Work required:
List each line of the entries below that contains the string "tree", reproducing every such line in full. Treat the match as case-sensitive.

-------- Data rows --------

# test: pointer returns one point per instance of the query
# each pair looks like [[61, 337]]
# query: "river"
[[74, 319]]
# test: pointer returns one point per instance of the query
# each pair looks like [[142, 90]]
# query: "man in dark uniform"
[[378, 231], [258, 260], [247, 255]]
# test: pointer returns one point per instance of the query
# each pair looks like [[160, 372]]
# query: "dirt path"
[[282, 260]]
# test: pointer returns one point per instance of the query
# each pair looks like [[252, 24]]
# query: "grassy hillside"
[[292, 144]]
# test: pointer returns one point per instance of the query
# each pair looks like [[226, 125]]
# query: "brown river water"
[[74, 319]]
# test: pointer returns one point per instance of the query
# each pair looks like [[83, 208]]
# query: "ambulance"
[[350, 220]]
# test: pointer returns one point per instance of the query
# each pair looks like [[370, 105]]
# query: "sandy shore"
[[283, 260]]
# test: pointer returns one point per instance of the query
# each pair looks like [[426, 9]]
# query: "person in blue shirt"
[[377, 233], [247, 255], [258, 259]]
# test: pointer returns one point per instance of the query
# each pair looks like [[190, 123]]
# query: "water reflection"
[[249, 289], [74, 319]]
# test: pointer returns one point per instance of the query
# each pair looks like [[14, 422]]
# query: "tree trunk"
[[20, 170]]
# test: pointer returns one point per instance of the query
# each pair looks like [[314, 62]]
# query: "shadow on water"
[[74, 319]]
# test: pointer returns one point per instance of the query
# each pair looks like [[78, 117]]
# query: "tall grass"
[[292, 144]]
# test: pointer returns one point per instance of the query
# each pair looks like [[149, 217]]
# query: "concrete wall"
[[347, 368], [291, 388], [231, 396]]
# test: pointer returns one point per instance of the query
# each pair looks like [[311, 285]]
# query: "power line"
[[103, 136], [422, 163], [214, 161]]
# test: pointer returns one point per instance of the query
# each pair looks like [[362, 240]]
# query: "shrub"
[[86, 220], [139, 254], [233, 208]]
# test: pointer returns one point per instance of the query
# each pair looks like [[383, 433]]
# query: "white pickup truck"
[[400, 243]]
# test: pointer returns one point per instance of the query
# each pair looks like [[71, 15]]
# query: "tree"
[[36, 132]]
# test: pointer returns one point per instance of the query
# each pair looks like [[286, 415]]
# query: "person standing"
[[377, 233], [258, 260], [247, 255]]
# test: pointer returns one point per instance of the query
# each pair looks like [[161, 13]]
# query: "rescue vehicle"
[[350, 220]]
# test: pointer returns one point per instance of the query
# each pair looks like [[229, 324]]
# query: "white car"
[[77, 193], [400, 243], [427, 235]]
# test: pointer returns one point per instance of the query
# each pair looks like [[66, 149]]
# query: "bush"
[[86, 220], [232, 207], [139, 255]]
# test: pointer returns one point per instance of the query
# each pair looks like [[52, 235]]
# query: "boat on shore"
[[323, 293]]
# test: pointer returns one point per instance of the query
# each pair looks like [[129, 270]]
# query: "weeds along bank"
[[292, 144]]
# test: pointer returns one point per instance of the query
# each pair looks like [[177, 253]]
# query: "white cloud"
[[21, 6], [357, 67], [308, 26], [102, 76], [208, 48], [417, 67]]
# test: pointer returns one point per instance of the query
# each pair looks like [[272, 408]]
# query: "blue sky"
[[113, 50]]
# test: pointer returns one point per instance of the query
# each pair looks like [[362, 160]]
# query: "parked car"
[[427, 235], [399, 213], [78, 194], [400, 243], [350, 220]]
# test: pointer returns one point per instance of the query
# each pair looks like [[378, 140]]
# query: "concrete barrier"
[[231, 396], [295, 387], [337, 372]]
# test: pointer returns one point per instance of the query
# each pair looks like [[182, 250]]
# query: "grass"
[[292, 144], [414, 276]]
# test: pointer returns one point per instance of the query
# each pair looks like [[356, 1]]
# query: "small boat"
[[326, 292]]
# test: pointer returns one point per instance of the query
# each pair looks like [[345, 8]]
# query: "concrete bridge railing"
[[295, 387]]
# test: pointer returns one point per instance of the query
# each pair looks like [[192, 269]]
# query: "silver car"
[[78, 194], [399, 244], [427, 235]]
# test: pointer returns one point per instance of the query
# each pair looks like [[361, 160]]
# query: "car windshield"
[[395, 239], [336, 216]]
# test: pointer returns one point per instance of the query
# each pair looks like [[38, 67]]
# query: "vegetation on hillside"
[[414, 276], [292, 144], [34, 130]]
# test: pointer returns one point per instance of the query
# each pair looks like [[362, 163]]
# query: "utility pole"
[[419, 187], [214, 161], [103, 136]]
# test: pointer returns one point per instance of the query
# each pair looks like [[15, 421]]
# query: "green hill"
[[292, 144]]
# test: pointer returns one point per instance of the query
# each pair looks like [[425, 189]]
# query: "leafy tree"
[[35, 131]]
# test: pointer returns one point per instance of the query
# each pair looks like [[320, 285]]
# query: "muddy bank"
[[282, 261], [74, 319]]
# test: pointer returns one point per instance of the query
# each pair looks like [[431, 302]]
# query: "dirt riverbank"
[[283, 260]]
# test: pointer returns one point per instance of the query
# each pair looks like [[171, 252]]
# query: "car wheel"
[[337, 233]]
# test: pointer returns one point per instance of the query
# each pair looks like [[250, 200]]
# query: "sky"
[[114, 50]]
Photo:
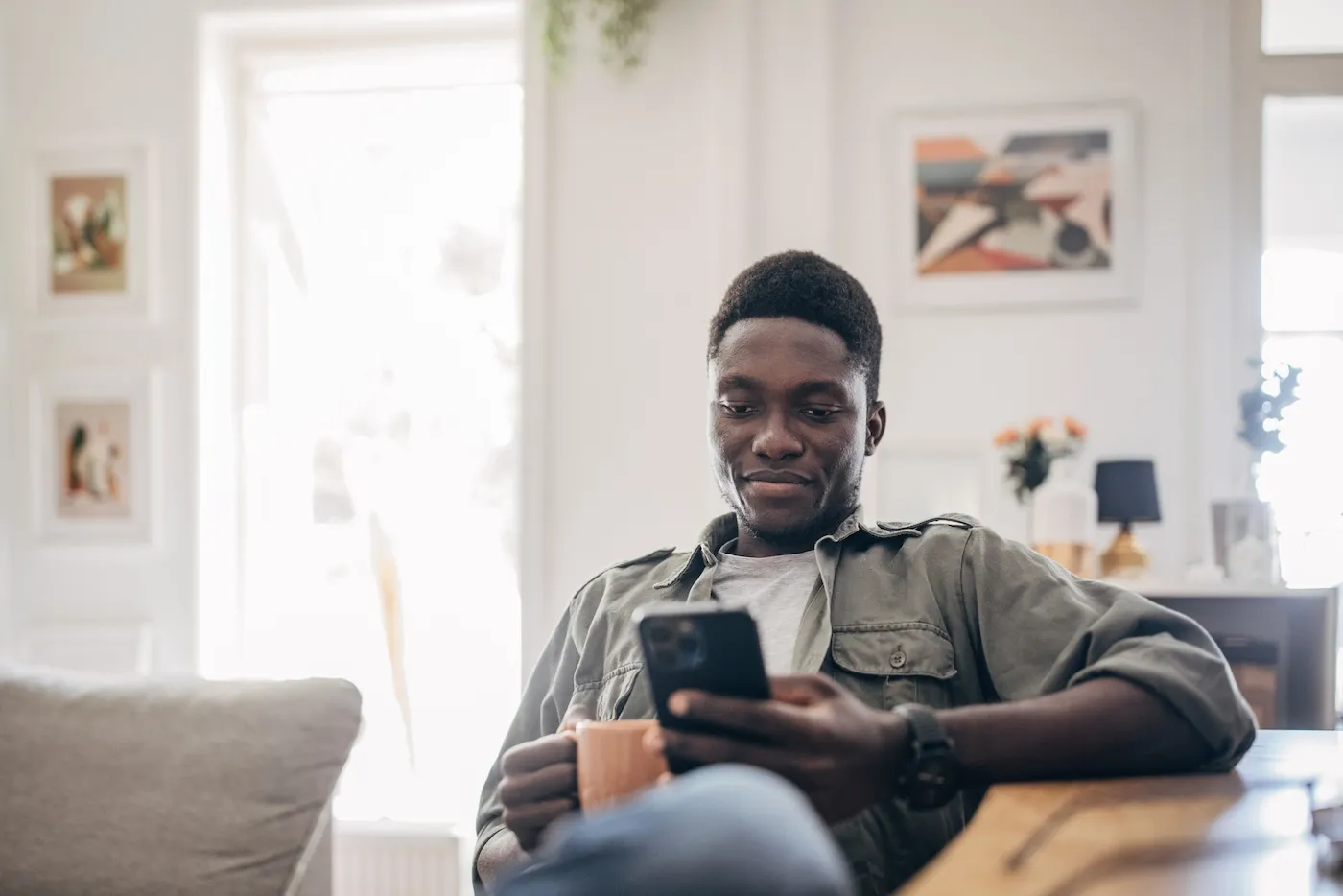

--------

Response to the task:
# query: "tree trunk"
# query: "tree"
# query: "leafy tree"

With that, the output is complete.